== READING TEXT

Putting my blogging hat on, my initial thought was that I needed to write a post analyzing the plan for Monday publication, but then I came to my senses and realized that no one would have the time or interest to read about federal college ratings (or any other issue I might write about) three days before Christmas.

The cynic/conspiracy theorist within me noted that a common government tactic is to “hide” bad news by releasing late on a Friday afternoon when the media and public are not paying attention.  How bad must the plan be to justify “dropping” it on the Friday before Christmas?

I have read the plan and realize there was no sinister intent.  The Obama administration had promised release of the plan in fall of 2014, and the following Sunday happened to be the first day of winter.

There’s also no plan. A Chronicle of Higher Education article describes it as “heavy on possibilities and light on details.”  That assessment is generous.  At this point the Department of Education has only a vague idea of what the final version might look like.  The release describes it as a college ratings “framework.”  It might be more accurately described as a skeleton, only with enough bones missing that a casual observer would be hard-pressed to identify the animal.

====

WRITTEN EXERCISE 1. In the post on the college ratings plan, why does the writer conclude that releasing the plan on the Friday before Christmas had no sinister intent? Answer in one to three sentences.
WRITTEN EXERCISE 2. According to the post on the college ratings plan, what term does the release use to describe the college ratings?

== RECORD EXCERPTS

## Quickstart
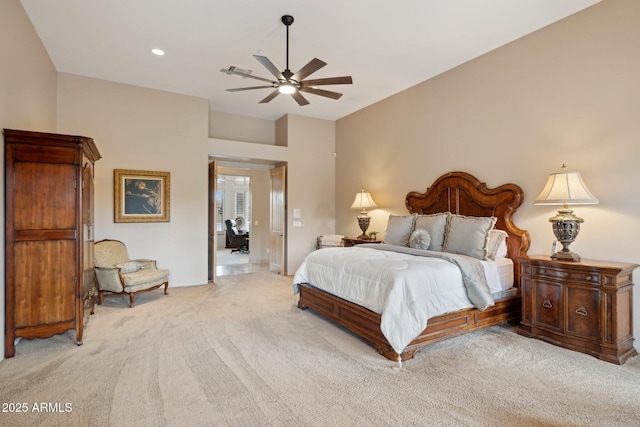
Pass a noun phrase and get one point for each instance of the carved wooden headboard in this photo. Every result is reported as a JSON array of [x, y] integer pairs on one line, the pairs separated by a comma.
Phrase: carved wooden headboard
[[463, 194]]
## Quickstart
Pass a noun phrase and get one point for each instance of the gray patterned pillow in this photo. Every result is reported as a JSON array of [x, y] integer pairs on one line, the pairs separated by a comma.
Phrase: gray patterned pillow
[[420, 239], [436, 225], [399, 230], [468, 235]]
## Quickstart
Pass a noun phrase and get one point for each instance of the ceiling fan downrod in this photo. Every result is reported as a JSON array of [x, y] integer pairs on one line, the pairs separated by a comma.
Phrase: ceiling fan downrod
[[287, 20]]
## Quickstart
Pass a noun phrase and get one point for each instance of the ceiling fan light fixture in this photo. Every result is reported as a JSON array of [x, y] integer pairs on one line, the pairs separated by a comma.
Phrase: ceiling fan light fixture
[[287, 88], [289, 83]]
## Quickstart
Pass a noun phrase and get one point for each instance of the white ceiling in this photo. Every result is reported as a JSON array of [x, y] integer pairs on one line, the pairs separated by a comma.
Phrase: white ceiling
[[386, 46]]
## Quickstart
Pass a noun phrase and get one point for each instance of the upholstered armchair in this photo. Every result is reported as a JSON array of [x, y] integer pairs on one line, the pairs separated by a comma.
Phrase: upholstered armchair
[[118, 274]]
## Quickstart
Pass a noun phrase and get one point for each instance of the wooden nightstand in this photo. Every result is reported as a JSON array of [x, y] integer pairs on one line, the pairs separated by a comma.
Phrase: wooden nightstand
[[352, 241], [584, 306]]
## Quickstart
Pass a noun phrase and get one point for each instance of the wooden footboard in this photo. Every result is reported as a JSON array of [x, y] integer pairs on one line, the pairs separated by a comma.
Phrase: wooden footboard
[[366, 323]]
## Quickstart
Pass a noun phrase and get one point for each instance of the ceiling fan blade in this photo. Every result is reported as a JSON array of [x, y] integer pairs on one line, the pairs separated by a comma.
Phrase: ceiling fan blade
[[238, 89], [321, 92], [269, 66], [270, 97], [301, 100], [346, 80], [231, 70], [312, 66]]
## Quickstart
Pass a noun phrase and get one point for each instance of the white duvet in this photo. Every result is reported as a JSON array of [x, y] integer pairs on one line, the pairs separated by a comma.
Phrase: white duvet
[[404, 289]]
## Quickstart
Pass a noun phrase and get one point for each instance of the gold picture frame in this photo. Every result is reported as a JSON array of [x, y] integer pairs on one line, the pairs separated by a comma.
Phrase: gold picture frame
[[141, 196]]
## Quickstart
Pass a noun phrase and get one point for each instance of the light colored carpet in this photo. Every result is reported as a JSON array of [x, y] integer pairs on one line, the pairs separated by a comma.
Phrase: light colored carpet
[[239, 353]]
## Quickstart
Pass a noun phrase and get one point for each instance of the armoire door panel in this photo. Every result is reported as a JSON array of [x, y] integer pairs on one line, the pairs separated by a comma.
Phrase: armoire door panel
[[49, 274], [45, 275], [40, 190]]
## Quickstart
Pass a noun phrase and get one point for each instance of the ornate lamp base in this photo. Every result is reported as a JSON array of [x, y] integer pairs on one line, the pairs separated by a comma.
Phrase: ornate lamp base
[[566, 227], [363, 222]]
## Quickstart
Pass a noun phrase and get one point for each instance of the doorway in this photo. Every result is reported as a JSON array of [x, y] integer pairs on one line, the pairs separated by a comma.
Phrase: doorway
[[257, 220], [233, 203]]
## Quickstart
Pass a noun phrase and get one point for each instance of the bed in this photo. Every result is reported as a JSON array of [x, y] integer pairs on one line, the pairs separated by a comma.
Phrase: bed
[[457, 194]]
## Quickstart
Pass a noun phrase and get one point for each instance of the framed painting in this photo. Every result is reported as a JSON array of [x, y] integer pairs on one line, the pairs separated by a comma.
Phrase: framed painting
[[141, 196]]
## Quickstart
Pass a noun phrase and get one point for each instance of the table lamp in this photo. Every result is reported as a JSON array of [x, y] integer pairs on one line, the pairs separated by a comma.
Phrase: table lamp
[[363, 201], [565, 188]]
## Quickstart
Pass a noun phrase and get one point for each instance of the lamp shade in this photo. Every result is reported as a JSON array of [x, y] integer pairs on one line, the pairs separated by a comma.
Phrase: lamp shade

====

WRITTEN REPLY 1. The Obama administration had promised to release the plan in fall 2014. The following Sunday was the first day of winter, so that Friday was the last chance to keep the promise.

WRITTEN REPLY 2. It calls them a college ratings "framework."